[EXERCISE DESCRIPTION]: Taking the line with "the white advertising" as the start, reproduce every line until the records end, exactly and with nothing added.
[[ MATERIAL PROVIDED, beginning ]]
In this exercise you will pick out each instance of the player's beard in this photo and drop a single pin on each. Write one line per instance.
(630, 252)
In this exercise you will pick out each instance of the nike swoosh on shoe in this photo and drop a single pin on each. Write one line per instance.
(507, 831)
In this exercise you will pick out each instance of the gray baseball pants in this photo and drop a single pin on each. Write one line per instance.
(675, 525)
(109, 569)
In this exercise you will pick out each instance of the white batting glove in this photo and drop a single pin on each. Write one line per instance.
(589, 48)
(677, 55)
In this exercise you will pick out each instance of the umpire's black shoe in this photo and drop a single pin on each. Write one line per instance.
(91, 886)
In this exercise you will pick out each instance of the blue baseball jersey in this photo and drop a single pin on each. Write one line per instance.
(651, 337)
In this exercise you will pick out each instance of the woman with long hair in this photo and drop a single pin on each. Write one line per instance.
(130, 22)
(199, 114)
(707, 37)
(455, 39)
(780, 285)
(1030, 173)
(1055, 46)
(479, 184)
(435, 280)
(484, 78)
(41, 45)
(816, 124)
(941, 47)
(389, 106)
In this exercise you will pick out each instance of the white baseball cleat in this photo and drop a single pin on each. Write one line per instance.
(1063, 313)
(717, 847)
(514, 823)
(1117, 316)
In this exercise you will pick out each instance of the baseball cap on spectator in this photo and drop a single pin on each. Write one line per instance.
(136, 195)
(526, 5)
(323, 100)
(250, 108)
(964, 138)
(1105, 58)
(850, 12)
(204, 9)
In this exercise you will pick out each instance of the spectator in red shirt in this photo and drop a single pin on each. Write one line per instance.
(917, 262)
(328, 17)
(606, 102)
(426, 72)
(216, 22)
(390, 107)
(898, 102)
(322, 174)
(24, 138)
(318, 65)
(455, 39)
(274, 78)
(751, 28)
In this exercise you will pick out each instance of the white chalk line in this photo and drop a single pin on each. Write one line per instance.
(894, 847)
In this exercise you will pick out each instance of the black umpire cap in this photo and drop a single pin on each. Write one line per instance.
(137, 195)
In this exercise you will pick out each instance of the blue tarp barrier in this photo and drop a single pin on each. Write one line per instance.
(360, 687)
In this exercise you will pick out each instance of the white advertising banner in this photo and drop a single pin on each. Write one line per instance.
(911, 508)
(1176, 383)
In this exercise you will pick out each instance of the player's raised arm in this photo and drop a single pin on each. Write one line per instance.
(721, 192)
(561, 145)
[[ MATERIAL PROVIDED, end ]]
[EXERCISE SOLUTION]:
In this exercise you will pick out each instance of the white advertising banner in this photo and drop a single pin on each. Write one line per instance.
(911, 508)
(1176, 383)
In this exercise you will pick out each instance of the player's raised arm in this photo and drop a single pin on each. Write one line per instance.
(721, 192)
(561, 145)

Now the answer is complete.